• **Treść polecenia A**: Sprawdź, czy stwierdzenia zgadzają się z tekstem z fragmentem kryminału: (i) posiadłość leży na wzgórzu wyłaniającym się z lasów, (ii) w sali balowej grał kwartet dęty, (iii) Alice siedziała przy stoliku w towarzystwie innych gości. Przy każdym odpowiedz „tak” lub „nie” i przytocz dosłownie rozstrzygające słowa tekstu.
• **Treść polecenia B**: Podejmij wątek tekstu z fragmentem kryminału i dopisz jego dalszy ciąg, zaczynając od miejsca po ostatnim zdaniu.

• **Podany tekst**:
==================================================
« Wspinaczka - sport i pasja dla wytrwałych | Cytaty » |
Opowiadanie
Nie bardzo miałem pomysł, co by napisać o tej porze, czyli w nocy... Przed egzaminami i jeszcze jutrzejszą pobudką na ósmą. No więc zamiast jakiegoś porywającego felietonu wstawię wstęp mojego opowiadania. Niepublikowanego*... Najnowszego... Kryminału... to wszystko jest takie mroczne. opowiadanie
Zmierzch zapadał powoli nad posiadłością położoną na wyłaniającym się z okolicznych lasów wzgórzu. Niebo przybierało już charakterystyczny kolor dobrze utlenionej krwi. Ostatnie promienie zachodzącego słońca zaglądały w okna Sali balowej neogotyckiego zamczyska. Rozległe i eleganckie pomieszczenie wypełniał gwar rozmów, wybuchy sztucznego, wymuszonego śmiechu i cicha gra kwartetu smyczkowego. Las, wzgórze i zamek były położone na skraju małego księstwa Cardavii. Dzięki protektoratowi Cesarstwa to małe państwo mogło się cię cieszyć stronieniem od konfliktów, aczkolwiek jednocześnie stało się miejscem większości kongresów i konferencji dyplomatycznych. Tego typu spotkanie odbywało się właśnie w pokrywającym się mrokiem majątku. Znudzona Alice siedziała samotnie przy jednym ze stolików. Znudzona, powoli sączyła szampana z kieliszka. Gdy się jest zastępcą szefa wywiadu prawdopodobnie jest się zmuszonym od czasu do czasu chodzić na takie uroczystości. W tym przypadku „takie” znaczy: nudne, patetyczne i z multum upadlających życie konwenansów.
==================================================
• **Surowe dane**:
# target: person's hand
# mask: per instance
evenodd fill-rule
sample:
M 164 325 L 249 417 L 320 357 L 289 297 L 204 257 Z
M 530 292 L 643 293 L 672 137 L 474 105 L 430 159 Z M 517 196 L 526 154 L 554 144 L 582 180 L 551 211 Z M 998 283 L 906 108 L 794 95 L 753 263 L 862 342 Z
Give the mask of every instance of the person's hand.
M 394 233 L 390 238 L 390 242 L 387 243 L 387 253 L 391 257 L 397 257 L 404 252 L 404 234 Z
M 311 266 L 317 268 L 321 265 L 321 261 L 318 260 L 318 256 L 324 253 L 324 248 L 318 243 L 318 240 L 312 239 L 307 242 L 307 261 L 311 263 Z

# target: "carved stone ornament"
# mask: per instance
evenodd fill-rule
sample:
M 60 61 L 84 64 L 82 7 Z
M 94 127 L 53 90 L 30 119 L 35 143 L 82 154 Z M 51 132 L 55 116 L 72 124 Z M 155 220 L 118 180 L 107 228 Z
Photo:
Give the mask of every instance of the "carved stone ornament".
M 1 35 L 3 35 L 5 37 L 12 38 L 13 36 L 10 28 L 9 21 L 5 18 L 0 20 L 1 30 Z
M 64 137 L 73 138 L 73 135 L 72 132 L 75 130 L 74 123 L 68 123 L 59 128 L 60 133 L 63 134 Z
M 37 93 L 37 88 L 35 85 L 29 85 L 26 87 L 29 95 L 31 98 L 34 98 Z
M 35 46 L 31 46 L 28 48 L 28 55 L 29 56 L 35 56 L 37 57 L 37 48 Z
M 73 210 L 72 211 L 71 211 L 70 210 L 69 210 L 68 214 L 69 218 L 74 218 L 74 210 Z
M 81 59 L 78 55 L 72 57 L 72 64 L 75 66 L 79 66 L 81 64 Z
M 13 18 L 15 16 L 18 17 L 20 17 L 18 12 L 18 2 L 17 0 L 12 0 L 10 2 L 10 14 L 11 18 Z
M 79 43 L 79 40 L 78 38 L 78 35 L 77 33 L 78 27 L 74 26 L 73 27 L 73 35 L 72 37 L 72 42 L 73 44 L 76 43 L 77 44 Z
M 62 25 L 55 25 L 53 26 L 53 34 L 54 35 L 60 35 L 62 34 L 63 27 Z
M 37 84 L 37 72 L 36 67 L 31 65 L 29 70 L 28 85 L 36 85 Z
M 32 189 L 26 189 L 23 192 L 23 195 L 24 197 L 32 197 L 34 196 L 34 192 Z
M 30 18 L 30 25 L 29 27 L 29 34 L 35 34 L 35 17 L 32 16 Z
==================================================
• **Odpowiedź A**:
(i) Tak: „posiadłością położoną na wyłaniającym się z okolicznych lasów wzgórzu”.
(ii) Nie: „cicha gra kwartetu smyczkowego”.
(iii) Nie: „Znudzona Alice siedziała samotnie przy jednym ze stolików”.

• **Odpowiedź B**:
-Znając tych dyplomatów to wszystko potrwa najpewniej do północy… –Mruknęła do kieliszka. –I oczywiście trzeba się będzie do końca uśmiechać jak po wypaleniu paru uncji haszyszu za dużo, oraz wznosić te wszystkie idiotyczne toasty.
„A w takim tempie ich wznoszenia połowa osób tutaj będzie pijana jeszcze przed dziesiątą.”
Dodała już w myślach, gdyż w szybkim tempie zbliżał się do niej wyraźnie podenerwowany ambasador cesarski. Podniósł ją bez wyjaśnień za ramię i pociągnął za sobą, wyprowadzając z sali.
-Emm… Nie żebym miała za złe wyciągnięcie mniej z tej piekielnej Sali, ale gdzie właściwie… -zaczęła, jednak w tym momencie skręcili w boczny korytarz, po czym weszli do niedużego pokoju.
Alicja rozejrzał się dookoła.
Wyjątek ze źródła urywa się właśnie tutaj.